Objectives —
#1 Copy from the Ambari review request, word for word, the part that opens with the words "Bugs: AMBARI-19520" and closes with "with the server.".
#2 Rescale the entries from the line containing "Track-and-sign request: indicate each instance of the eye in" through the line containing "x=456, y=448", both ends included, and give only those lines. Repeat each line, requests included, but multiply every point coordinate in the answers by 1.6 and round it to a whole number, with halves rounded up.

Selected extract —
..........

Review Request 55494: Ambari agents not recovering from heart beat lost state immediately after successful re-registering with server

2017-01-13 Thread Sebastian Toader

---
This is an automatically generated e-mail. To reply, visit:
https://reviews.apache.org/r/55494/
---

Review request for Ambari, Attila Doroszlai, Andrew Onischuk, and Sandor 
Magyari.


Bugs: AMBARI-19520
https://issues.apache.org/jira/browse/AMBARI-19520


Repository: ambari


Description
---

Problem:

In case ambari server is restarted after restart will ask agents to re-register 
with the server.
Once the agent successfully re-registered with the server it should be 
transition out from heartbeat lost state. However in some cases it takes a 
while until agents transition out from heartbeat lost state thus the server may 
request the agent to re-register again.

..........

Records shown —
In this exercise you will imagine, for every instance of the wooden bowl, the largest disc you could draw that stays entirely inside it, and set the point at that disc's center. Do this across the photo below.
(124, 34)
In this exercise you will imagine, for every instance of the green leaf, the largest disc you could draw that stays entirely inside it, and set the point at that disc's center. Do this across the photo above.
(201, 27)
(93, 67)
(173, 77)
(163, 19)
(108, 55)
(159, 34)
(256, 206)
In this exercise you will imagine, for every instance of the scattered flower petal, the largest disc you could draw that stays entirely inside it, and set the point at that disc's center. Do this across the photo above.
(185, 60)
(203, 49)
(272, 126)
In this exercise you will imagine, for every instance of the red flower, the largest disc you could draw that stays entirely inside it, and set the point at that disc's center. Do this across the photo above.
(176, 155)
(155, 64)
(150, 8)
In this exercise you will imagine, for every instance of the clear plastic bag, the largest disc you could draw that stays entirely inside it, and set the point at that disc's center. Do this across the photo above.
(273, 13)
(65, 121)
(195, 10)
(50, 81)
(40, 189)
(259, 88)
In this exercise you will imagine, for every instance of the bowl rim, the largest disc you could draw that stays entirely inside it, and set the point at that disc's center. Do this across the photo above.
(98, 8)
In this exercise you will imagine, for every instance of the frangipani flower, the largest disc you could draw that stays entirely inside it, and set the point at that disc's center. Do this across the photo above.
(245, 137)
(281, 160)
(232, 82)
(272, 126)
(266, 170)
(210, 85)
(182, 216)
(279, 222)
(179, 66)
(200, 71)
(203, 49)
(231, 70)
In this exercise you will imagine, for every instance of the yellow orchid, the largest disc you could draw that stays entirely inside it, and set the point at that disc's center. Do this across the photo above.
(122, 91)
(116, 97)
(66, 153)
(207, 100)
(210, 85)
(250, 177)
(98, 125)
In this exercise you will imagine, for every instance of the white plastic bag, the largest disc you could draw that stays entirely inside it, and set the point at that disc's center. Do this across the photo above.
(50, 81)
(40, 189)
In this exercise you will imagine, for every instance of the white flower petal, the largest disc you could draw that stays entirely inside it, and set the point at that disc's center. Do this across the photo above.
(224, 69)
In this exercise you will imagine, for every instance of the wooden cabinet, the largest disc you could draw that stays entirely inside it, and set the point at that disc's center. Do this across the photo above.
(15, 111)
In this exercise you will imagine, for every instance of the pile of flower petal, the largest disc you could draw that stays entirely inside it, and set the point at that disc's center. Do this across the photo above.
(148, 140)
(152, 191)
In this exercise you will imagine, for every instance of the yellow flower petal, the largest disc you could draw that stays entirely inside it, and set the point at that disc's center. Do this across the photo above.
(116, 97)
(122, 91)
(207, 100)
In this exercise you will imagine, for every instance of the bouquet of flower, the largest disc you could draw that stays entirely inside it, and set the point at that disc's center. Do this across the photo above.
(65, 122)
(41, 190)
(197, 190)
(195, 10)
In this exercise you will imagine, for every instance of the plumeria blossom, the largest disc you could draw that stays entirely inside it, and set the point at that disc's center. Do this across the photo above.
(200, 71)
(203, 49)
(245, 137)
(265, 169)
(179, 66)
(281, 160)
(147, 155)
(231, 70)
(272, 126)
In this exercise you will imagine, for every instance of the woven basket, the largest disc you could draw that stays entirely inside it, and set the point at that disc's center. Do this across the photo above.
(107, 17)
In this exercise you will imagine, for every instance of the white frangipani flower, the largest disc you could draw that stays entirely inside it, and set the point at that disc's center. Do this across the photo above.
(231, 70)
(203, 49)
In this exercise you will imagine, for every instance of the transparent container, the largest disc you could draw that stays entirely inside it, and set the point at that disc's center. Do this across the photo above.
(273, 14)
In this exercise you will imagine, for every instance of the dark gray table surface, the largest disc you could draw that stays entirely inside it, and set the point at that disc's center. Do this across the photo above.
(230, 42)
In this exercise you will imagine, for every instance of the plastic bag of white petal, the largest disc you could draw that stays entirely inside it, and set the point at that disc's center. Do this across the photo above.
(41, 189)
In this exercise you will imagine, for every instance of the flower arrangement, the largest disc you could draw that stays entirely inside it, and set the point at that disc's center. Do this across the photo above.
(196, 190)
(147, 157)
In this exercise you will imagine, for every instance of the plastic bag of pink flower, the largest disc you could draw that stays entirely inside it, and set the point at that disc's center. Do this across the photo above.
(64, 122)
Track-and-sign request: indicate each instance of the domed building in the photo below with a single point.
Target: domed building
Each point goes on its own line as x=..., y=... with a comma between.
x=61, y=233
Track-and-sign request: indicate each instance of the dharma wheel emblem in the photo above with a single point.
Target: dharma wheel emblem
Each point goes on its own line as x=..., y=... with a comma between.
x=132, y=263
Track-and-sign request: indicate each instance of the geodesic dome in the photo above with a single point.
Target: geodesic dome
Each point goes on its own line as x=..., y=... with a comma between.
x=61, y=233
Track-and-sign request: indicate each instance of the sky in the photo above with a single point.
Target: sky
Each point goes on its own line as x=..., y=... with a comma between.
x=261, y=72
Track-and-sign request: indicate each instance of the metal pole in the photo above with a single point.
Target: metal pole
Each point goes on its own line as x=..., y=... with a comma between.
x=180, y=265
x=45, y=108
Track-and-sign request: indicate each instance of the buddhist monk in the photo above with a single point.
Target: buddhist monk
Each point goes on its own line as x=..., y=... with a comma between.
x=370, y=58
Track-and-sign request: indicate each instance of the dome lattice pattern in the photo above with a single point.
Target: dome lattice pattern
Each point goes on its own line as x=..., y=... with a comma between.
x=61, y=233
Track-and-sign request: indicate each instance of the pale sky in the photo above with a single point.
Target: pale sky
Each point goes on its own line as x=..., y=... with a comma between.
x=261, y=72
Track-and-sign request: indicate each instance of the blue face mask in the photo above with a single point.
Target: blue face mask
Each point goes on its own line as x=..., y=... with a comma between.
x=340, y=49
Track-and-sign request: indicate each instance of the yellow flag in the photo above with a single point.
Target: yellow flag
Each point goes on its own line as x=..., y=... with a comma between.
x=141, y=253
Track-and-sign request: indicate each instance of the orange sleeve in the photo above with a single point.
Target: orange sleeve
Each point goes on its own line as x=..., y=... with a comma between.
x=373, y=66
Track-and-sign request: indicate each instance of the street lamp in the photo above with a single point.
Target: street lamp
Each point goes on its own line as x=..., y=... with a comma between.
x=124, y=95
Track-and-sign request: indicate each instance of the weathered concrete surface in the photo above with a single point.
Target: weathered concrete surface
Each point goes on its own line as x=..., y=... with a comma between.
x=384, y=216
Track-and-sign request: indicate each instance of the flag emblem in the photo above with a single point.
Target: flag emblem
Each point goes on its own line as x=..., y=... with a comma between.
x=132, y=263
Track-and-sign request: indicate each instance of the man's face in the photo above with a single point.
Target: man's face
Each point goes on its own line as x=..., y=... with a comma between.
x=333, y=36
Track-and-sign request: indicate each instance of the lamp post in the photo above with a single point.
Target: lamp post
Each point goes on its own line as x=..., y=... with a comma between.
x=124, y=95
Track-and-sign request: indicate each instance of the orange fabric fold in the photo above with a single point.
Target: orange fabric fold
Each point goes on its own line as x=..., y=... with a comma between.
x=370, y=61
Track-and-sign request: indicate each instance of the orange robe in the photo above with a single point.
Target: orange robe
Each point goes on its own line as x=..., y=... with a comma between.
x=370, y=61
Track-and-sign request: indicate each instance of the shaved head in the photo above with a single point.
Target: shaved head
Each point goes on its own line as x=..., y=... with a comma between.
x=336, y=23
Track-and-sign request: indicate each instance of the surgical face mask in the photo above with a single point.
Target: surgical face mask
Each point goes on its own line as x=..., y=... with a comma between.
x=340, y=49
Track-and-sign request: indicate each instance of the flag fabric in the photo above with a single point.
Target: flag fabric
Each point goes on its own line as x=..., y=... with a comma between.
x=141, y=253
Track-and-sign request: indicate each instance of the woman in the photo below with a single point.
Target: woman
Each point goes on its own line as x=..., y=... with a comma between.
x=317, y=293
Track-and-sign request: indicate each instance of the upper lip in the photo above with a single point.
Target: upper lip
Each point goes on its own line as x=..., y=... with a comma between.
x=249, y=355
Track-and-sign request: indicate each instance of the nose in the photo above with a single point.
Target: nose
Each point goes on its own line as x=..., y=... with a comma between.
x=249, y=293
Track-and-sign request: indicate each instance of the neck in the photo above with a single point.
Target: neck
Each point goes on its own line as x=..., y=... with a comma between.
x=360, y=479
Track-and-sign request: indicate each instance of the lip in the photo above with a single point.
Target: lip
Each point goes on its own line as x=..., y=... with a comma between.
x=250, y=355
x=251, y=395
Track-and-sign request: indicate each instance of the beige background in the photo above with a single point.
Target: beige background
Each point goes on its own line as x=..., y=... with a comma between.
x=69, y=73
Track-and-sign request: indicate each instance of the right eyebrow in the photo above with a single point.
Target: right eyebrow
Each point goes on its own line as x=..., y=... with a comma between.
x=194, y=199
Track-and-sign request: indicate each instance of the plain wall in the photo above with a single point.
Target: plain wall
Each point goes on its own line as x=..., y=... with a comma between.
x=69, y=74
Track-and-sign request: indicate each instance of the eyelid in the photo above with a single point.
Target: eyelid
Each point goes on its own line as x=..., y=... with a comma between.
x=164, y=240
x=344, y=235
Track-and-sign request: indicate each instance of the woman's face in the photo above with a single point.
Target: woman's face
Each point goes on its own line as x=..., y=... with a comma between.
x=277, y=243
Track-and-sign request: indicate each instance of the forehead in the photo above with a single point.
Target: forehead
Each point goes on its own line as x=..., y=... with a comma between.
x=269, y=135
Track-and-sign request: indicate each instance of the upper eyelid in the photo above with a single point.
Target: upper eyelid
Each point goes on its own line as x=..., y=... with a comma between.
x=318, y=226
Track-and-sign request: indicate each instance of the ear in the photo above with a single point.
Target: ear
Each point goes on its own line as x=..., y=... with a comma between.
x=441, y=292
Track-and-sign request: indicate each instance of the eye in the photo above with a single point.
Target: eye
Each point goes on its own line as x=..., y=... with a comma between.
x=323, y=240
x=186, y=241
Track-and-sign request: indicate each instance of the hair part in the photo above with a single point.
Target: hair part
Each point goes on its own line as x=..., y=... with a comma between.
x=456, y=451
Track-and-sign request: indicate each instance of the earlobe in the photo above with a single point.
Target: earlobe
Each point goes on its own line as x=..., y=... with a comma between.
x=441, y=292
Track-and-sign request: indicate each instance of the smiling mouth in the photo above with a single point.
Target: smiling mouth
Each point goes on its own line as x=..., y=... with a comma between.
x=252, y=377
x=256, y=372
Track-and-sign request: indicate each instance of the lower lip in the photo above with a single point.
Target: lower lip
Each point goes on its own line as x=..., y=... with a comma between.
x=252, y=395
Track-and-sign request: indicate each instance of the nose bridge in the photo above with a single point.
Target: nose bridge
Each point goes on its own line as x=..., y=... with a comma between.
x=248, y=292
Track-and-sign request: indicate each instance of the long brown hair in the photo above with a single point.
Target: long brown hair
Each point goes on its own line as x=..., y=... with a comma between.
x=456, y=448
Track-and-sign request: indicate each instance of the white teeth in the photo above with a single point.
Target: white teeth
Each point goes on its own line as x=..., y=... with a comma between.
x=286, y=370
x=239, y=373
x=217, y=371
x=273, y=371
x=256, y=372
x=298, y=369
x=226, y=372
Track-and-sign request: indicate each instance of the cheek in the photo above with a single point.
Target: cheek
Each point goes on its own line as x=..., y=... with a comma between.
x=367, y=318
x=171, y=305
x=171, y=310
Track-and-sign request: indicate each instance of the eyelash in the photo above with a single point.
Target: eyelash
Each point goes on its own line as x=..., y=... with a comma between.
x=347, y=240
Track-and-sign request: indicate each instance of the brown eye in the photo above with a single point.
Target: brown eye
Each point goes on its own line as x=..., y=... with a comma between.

..........

Solutions for each task —
#1
Bugs: AMBARI-19520
https://issues.apache.org/jira/browse/AMBARI-19520


Repository: ambari


Description
---

Problem:

In case ambari server is restarted after restart will ask agents to re-register 
with the server.

#2
Track-and-sign request: indicate each instance of the eye in the photo above with a single point.
Target: eye
Each point goes on its own line as x=..., y=... with a comma between.
x=517, y=384
x=298, y=386
Track-and-sign request: indicate each instance of the hair part in the photo above with a single point.
Target: hair part
Each point goes on its own line as x=..., y=... with a comma between.
x=730, y=722
Track-and-sign request: indicate each instance of the earlobe in the photo above with a single point.
Target: earlobe
Each point goes on its own line as x=..., y=... with a comma between.
x=706, y=467
Track-and-sign request: indicate each instance of the smiling mouth in the photo above with a single point.
Target: smiling mouth
Each point goes on its own line as x=..., y=... with a comma between.
x=403, y=603
x=410, y=595
Track-and-sign request: indicate each instance of the lower lip in the photo above with a single point.
Target: lower lip
Each point goes on its own line as x=..., y=... with a comma between.
x=403, y=632
Track-and-sign request: indicate each instance of the nose bridge in the photo above with a single point.
Target: nose bridge
Each point goes on its own line as x=..., y=... with a comma between.
x=397, y=467
Track-and-sign request: indicate each instance of the long brown hair in the photo above with a single point.
Target: long brown hair
Each point goes on its own line as x=..., y=... with a comma between.
x=730, y=717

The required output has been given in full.